▶ [What is asked]: Rescale the entries that begin at the line containing "of the grassy" and stop after the line containing "(1056, 198)", and write out only those lines, with the requests unchanged. Multiply every coordinate in the answers by 2.3 and round to the nearest whole number, rounding halves up.

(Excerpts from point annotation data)
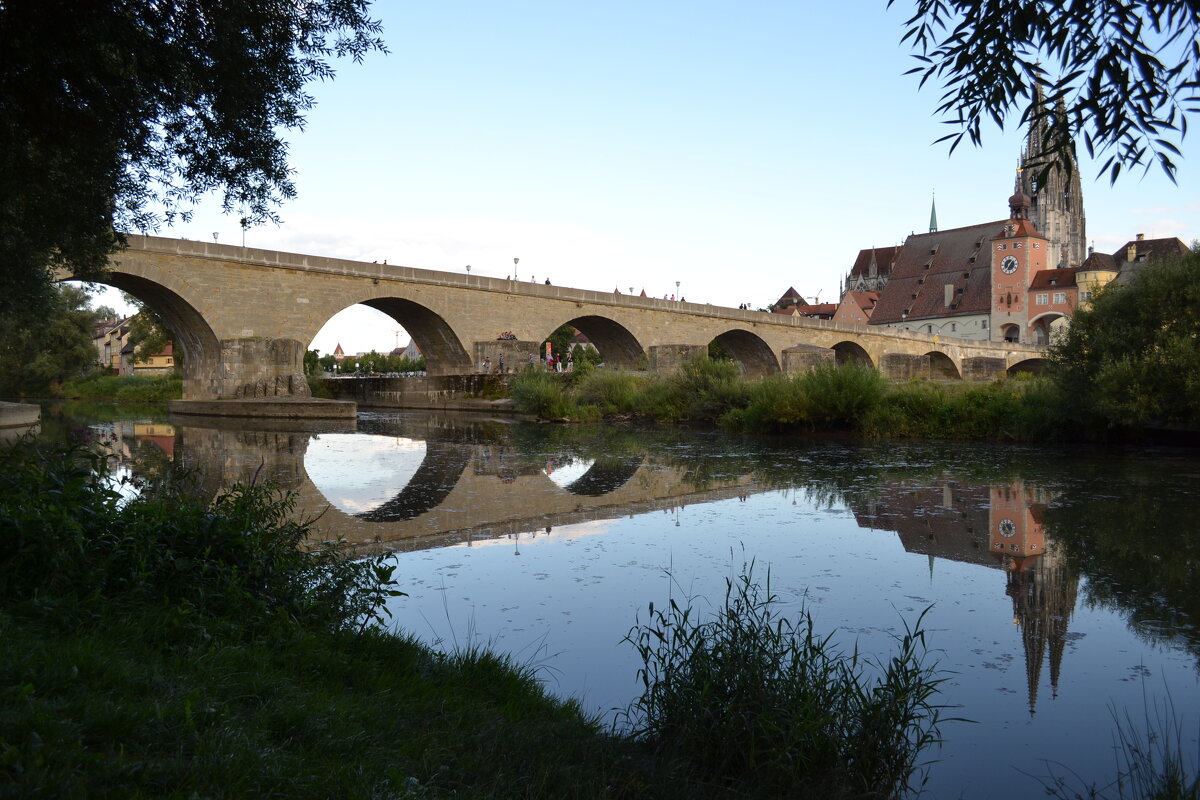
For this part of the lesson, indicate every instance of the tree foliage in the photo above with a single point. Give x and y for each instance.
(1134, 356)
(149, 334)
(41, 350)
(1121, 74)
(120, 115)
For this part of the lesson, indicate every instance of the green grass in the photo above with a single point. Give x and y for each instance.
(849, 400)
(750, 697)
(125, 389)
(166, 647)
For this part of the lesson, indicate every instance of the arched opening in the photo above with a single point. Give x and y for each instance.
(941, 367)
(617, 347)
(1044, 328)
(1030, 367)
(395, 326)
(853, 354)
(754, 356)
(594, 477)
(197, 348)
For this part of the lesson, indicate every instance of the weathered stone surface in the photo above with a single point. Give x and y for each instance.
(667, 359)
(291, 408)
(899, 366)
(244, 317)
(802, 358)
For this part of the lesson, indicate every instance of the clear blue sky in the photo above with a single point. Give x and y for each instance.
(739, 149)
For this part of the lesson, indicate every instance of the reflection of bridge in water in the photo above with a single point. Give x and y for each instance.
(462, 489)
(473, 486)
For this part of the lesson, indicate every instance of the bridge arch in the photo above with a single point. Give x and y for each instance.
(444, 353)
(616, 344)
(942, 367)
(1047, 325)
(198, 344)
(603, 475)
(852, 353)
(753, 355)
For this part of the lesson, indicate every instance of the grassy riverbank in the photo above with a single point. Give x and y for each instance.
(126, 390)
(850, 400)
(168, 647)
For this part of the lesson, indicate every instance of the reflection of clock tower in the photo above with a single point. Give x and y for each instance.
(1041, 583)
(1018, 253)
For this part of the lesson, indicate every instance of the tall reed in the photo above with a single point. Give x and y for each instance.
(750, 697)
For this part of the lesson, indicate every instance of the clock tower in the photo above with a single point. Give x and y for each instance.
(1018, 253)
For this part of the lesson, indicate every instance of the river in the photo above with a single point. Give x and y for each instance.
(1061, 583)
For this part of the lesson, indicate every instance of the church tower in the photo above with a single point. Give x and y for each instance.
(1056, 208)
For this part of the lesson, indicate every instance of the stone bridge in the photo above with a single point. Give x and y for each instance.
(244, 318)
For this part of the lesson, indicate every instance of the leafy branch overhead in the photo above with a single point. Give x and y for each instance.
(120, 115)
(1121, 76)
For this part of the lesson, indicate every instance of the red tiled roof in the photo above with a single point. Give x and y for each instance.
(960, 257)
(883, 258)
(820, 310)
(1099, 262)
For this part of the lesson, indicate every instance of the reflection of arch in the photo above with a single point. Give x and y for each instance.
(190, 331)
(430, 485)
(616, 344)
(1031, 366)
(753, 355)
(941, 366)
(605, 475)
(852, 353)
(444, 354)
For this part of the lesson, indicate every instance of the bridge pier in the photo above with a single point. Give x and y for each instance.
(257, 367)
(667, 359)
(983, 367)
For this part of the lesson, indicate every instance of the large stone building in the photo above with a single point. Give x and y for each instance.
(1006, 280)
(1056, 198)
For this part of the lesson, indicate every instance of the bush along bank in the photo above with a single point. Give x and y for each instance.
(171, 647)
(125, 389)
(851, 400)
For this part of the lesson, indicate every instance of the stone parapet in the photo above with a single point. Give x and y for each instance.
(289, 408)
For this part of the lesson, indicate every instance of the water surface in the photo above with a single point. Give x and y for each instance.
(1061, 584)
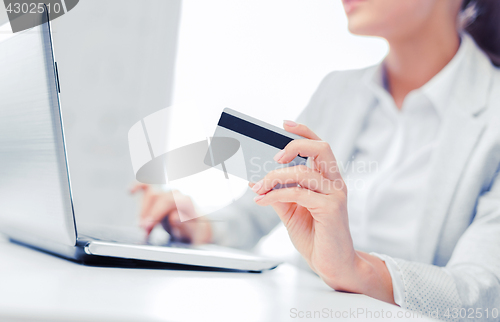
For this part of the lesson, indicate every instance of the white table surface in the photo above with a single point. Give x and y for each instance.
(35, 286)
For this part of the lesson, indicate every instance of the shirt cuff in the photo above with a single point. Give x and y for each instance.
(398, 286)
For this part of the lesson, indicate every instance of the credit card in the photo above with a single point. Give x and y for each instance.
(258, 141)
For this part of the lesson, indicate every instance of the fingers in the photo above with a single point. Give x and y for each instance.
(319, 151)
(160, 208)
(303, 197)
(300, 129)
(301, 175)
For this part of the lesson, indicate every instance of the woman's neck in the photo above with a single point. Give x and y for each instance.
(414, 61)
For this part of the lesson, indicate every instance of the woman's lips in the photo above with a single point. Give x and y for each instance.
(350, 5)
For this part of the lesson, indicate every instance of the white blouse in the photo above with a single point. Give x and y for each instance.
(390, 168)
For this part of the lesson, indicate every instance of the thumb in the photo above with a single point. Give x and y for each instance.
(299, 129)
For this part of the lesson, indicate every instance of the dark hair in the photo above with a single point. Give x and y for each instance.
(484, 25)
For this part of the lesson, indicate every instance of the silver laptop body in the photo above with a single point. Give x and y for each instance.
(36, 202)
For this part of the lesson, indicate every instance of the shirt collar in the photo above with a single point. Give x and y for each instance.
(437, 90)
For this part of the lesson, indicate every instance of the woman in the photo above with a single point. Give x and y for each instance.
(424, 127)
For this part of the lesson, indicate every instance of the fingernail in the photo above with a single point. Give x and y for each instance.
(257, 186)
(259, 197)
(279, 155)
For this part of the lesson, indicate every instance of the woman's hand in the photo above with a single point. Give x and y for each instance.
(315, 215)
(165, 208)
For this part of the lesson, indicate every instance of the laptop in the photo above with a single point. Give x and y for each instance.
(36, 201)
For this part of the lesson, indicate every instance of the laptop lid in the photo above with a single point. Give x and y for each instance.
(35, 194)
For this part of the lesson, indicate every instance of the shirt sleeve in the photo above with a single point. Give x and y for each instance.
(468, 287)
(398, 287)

▶ [Expected answer]:
For this part of the lesson, indicate every instance of the grassy riverbank in the photo above with a single point. Give x and y for each instance.
(290, 897)
(1955, 920)
(386, 1488)
For this part of the lesson, indicate every instance of the reflection of clock tower in the photo above with a single point. Give x and y for each instance.
(2394, 1341)
(2341, 582)
For this part of the lesson, indicate every instance of the tall reed in the photo above with a single point. Give x and y for each instance.
(1725, 1603)
For this part of the lesson, indicate every instance of the clock tower in the photo above with a single point. Give x and y for each instance.
(2341, 582)
For this part of the lesson, indicate every instance of the river in the photo above with a single point. Give x and y for each instance.
(2440, 1341)
For this part of the lesson, indicate every instance of the church tower in the photo above with a single point. Give x and y for each instance.
(2429, 478)
For this part of the lesson, indicate every instance of the stone bridge in the photo above with a single point. Give x and y for each instance.
(561, 731)
For this part of the lesson, indicate every instance of the leafy branch overhead in the photo above with a single point. Give x and y for each instance.
(276, 265)
(2578, 175)
For this part of the lesson, indicate every instance of the red tiled roof in the photo above with a single point. Give x and y for each instance.
(2208, 591)
(2031, 593)
(1886, 713)
(2528, 603)
For this part of the lesson, indicate every instance of the reflection of arch in the photo above with a single point. Give x and y for each instance.
(437, 761)
(989, 1116)
(1417, 791)
(2371, 842)
(1732, 817)
(2164, 842)
(1392, 1093)
(1960, 812)
(1021, 814)
For this part of the lesson, indicate every instance of the bridge pier in the photo above with a single point. Give x and y for each instance.
(591, 844)
(1534, 826)
(2261, 844)
For this part of the lesson, indicate every instance of the large stone building in the photo above with a single point. Give x and y for each instance.
(2314, 644)
(2429, 455)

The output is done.